> _Task_
Rewrite the records below, changing every "night-vision" to "thermal" and keeping everything else the same.

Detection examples
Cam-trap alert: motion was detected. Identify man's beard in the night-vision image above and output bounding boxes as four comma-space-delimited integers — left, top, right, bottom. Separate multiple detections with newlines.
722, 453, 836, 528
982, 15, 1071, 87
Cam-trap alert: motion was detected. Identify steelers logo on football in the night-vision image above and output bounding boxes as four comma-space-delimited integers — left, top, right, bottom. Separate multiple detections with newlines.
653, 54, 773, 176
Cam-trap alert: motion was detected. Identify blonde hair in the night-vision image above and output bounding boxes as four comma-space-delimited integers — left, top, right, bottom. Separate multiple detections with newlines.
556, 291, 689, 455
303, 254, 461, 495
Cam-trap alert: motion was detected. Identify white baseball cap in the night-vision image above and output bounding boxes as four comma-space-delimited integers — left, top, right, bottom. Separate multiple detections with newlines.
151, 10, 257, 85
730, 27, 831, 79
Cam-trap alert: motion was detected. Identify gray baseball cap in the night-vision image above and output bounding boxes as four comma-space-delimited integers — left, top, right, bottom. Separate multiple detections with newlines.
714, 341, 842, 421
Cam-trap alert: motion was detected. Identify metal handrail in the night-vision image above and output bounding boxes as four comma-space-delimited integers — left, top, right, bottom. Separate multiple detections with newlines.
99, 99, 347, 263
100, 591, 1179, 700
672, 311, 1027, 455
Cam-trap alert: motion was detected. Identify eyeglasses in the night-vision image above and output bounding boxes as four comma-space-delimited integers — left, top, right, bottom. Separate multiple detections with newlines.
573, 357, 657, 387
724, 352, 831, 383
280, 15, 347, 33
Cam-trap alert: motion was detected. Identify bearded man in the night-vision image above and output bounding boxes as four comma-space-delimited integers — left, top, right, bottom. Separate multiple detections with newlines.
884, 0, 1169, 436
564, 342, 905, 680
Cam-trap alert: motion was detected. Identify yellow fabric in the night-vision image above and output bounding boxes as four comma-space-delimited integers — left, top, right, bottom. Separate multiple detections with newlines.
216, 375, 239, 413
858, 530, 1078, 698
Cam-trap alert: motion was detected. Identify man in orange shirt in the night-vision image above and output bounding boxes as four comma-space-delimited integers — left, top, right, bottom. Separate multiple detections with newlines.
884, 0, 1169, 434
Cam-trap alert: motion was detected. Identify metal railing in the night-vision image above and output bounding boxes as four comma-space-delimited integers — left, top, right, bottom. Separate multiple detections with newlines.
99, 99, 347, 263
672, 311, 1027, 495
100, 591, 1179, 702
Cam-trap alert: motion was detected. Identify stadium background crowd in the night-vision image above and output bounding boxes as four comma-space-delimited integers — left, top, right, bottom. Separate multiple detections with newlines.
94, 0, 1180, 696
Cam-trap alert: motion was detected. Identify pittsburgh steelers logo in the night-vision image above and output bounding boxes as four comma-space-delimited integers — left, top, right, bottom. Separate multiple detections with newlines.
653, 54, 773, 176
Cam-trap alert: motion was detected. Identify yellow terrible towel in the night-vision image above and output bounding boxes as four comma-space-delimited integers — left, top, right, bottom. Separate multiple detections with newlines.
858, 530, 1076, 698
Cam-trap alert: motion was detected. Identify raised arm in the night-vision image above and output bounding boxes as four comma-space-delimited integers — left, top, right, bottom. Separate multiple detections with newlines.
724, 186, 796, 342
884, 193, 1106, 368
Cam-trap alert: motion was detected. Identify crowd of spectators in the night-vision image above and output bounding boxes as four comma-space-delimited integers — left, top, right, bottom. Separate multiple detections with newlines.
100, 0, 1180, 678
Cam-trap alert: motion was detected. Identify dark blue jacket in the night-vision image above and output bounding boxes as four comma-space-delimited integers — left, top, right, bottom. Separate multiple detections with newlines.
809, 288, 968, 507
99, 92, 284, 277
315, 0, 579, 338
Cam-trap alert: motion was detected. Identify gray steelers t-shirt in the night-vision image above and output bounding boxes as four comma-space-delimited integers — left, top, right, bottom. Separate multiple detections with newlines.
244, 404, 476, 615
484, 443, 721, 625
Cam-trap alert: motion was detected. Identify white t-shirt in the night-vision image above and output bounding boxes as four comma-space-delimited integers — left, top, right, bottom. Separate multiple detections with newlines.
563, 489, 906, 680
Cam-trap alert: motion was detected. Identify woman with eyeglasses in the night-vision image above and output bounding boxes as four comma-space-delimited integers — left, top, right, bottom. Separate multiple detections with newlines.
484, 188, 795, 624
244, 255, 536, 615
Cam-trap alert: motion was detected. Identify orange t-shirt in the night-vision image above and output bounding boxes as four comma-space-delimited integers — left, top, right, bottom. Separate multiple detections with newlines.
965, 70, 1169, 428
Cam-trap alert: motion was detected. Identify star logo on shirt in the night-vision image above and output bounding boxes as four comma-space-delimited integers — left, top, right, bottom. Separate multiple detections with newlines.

> _Written solution_
Cam-trap alert: motion was detected. Identify man's beard in the thermal image above and output bounding boxes as four comma-space-delimited integers — left, top, right, bottom. Separate multiple detections with newlines.
722, 453, 836, 528
982, 15, 1071, 87
Cam-trap alert: motion was detected. Identify steelers logo on football in the thermal image above and output bounding boxes as four comma-space-delimited integers — left, top, right, bottom. Separate multiple detections with newlines.
653, 54, 773, 176
Cam-trap alert: motion was detected. Identify blonde hair in the thermal image above and output bounding boxes as four comma-space-delimited integers — left, top, right, bottom. Separate multiple detections with newlines.
556, 291, 689, 455
303, 254, 461, 495
Cam-trap alert: motion was detected. Identify white baseball cap in the thermal image above and output bounding boxes as four comma-space-delimited integers — left, top, right, bottom. Separate multiple detections with newlines.
151, 10, 257, 85
730, 27, 831, 79
Cam-trap alert: motion was detected. Identify gray baseball cap in the thermal image above and output bounding boxes as four comma-space-delimited integers — left, top, right, bottom. Separate multiple detections with newlines.
714, 341, 842, 421
Cam-trap alert: motion was detected. Identify metal handrail in the thermal image above and output bounding boxes as four comma-space-delimited integers — left, top, right, bottom. Separate multiple detections with newlines.
99, 99, 347, 263
100, 591, 1179, 700
672, 311, 1027, 455
Cam-trap alert: motion was detected. Identify eyeglasses in the thermal image above and output bounding boxes as four comma-space-delimited integers — left, top, right, bottom. Separate multiple detections with newlines.
573, 357, 657, 387
724, 352, 831, 383
280, 15, 347, 33
Cam-trap alert: motion was detected. Identify bearded man in the thermal image above and output bounding boxes as four comma-space-delimited integers — left, top, right, bottom. Separate multiple detections with newlines.
884, 0, 1169, 436
564, 342, 905, 680
Cam-trap alert: motion was detected. Identify yellow fabric in the thermal image above and output bounding boxes as four comma-space-delimited integers — left, top, right, bottom. Separate multiple detections with newlines.
216, 375, 239, 413
858, 530, 1078, 698
Cam-trap alert: motion was detected. Identify man in orange shirt in the thermal image above and output bounding boxes as four comma-space-delimited integers — left, top, right, bottom. Separate multiple detections with newlines.
884, 0, 1169, 434
Cam-trap alert: motion was detected. Identify metal railing in the thermal image above and output bounding boxes as four comma-space-delimited integers — left, top, right, bottom. Separate multiple detections with newlines.
99, 99, 347, 263
672, 311, 1027, 495
100, 591, 1179, 702
Cam-trap alert: motion was detected. Identify stadium background crowd in the thermal image above and output bounding boxes as four comma-space-delimited integers — left, top, right, bottom. Separate multiple detections with newlines.
94, 0, 1180, 696
Cam-trap alert: motion was detected. Identify pittsburgh steelers logo in the thermal image above and output bounding boxes as four comma-space-delimited integers — left, top, right, bottom. Separate multiple detections with newlines.
653, 54, 773, 176
Cam-trap alert: motion was detected. Identify yellow terrible towel in the thermal image above and output bounding boxes as four comma-space-delimited integers — left, top, right, bottom. Separate multiple detections with newlines.
858, 530, 1076, 698
Cam-trap alert: motion was detected. Identify raised arm in the thermal image above and output bounding boxes as four comma-space-delimited integers — left, top, right, bottom. Separate multiple detections with newlines.
724, 186, 796, 342
884, 193, 1106, 368
Cam-trap alert: motion was detected. Identify crowd of spectators in the thermal image above and output bounding boxes as four comma-space-delimited integers — left, top, right, bottom. Separate multiple detections with newlines.
100, 0, 1180, 678
Cam-trap alert: motion was detected. Identify dark blue jacket in the thermal image above and output bounding boxes as four comma-space-delimited integers — left, top, right, bottom. Separate multiple detections with newlines.
809, 288, 968, 507
99, 92, 284, 277
315, 0, 579, 338
Cam-trap alert: motion was detected. Identify gray steelers t-shirt in the thermal image above and output bounding boxes as four comma-space-delimited integers — left, top, right, bottom. Separate multiple detections with newlines.
244, 404, 476, 615
484, 443, 721, 625
Cam-trap alert: motion was detected. Identify white t-shirt in the thermal image above and output bounding boxes as four comma-space-delimited integers — left, top, right, bottom. Separate multiple detections with newlines.
563, 489, 906, 680
Cam-trap alert: motion was detected. Identify woman with eyeglasses in the thermal image above and output bounding boxes as four comma-space-delimited integers — left, top, right, bottom. Separate multiple detections with newlines.
484, 188, 795, 624
244, 255, 536, 615
Cam-trap alert: motion was detected. Identify orange t-shirt in the thermal image above and output bounding boxes as four comma-space-delimited integers — left, top, right, bottom. Separate multiple detections with newlines.
965, 70, 1169, 428
Cam-trap alert: motion was detected. Identify star logo on shirt in the thermal image above and output bounding boxes as four comma-space-delimited integers — left, top, right, bottom. Separate multiple detections with newlines.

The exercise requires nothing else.